→ **Source excerpt**:
++++++

Tuesday, June 7, 2011

Proud Mama?

I am a proud Mama. I assume you are too (who isn't?). I love telling people about the new things LM is doing and showing off pictures. But, I only do it when I think people want to know...aka care, or so I think!

But, when we're in public and people comment on LM, I thank them and smile.  If they ask questions, I answer. However, I don't gush. Today at the gardening center, a women asked me about him---how old, was he our first etc.  After we had talked, she just kind of stared at me...like she was waiting for me to continue gushing about the wonder that is my son.  And while his existence pretty much rocks my world...I'm not really in to gushing.  Does this mean I'm not a proud mama? Do you have to feel the desire to share with everyone how fabulous your offspring is to truly be proud of them?

++++++

→ **Information shown**:
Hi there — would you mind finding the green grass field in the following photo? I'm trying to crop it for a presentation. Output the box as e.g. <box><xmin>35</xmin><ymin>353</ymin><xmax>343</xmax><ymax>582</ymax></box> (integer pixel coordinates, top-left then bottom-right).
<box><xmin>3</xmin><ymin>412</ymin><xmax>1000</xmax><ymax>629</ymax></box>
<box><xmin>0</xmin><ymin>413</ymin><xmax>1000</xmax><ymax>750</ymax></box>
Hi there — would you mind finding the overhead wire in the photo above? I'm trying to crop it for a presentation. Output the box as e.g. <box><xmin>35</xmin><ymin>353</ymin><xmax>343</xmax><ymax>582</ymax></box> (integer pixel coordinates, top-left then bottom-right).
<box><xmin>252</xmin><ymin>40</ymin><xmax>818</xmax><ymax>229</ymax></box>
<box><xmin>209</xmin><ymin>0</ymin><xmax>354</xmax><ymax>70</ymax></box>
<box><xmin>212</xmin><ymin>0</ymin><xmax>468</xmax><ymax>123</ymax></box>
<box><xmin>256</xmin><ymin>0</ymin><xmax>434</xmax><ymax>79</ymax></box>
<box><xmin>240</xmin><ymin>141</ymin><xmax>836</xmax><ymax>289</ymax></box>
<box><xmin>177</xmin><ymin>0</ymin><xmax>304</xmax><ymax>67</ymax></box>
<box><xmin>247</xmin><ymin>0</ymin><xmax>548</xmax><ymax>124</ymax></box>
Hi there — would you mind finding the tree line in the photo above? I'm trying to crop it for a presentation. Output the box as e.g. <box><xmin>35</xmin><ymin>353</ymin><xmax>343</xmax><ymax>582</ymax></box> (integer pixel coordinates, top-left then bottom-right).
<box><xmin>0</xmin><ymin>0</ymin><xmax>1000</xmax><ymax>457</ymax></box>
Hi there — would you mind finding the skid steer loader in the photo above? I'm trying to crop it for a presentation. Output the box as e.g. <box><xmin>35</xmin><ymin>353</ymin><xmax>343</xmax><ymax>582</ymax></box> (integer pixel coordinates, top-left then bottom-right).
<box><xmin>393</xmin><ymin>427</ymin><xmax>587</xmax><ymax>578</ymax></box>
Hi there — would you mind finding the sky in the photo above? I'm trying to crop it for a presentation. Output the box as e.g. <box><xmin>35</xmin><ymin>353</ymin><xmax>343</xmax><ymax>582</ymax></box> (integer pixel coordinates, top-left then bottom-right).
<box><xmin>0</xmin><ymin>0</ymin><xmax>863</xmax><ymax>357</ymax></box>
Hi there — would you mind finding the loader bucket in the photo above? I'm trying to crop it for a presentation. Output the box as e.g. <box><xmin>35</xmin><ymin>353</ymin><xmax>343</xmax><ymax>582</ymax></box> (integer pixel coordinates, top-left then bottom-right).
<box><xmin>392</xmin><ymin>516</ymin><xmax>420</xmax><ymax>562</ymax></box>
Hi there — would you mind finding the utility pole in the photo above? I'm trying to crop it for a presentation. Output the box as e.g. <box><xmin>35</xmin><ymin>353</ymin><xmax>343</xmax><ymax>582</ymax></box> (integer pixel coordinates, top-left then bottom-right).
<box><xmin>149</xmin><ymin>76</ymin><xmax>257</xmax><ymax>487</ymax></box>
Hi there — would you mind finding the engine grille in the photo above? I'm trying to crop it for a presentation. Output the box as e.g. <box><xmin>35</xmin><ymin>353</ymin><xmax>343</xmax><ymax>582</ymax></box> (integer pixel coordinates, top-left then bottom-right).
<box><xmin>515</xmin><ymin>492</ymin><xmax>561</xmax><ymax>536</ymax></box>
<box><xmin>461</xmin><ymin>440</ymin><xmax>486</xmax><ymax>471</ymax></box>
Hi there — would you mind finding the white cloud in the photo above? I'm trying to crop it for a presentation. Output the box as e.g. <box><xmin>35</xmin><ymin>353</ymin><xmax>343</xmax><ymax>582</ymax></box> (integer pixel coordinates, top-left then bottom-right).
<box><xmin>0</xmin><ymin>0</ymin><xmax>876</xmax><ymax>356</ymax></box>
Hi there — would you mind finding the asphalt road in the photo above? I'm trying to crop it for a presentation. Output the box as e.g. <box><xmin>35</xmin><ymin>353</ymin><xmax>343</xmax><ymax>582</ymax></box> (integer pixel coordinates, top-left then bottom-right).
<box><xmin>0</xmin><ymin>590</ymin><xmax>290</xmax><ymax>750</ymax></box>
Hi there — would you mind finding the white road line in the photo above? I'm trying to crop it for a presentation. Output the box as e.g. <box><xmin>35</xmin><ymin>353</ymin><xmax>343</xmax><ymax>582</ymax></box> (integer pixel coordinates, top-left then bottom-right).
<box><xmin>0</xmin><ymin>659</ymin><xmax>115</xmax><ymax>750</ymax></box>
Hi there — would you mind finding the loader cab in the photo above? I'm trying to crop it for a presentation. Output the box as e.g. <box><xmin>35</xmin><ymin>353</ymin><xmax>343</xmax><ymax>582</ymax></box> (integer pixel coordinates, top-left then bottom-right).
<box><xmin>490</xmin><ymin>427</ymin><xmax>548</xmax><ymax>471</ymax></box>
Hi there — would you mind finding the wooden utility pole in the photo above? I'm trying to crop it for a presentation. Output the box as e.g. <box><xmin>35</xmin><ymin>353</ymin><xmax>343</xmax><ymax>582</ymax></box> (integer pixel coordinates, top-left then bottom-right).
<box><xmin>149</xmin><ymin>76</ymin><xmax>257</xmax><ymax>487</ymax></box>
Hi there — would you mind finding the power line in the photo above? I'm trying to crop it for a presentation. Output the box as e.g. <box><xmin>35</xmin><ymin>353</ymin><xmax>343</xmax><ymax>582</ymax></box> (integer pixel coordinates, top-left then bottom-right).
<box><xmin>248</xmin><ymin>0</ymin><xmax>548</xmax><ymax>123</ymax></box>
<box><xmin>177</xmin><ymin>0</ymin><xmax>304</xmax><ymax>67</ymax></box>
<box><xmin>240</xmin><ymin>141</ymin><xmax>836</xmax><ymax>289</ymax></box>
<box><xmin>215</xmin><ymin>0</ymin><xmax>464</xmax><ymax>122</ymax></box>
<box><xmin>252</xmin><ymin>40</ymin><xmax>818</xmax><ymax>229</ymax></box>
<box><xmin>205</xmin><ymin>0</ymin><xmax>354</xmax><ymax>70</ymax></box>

++++++

→ **Stated task 1**: In the blog post about being a proud mama, why does the writer share LM's new things and pictures with only some people? Answer in one to three sentences.
→ **Stated task 2**: Write the next part of the blog post about being a proud mama, picking up after its final question.

→ **Task response 1**: She shares them only when she thinks people want to know, which to her means they actually care.

→ **Task response 2**:
Perhaps this is just my personality. Things that are really important to me, I tend to keep close. As a teenager, I always went on and on about my crushes to my friends, but once I was in a relationship, I kept quiet about most things good and bad.  I usually had to be at a breaking point before I started to share.  I'm not sure why...I just did.

So maybe, now that LM is in my life and the amount of love for him I feel is just so overwhelming, I just can't share it with others just yet. It seems so precious...I just want to keep it close to me.

But, maybe I should be gushing.

4 comments:

  1. I'm the same way. I could go on and on to friends and family, but when a stranger asks questions, I clam up. But I chalk it up to the fact that I really don't like people, especially when I talk to them and they feel obliged to touch my baby.
    Better to just avoid it.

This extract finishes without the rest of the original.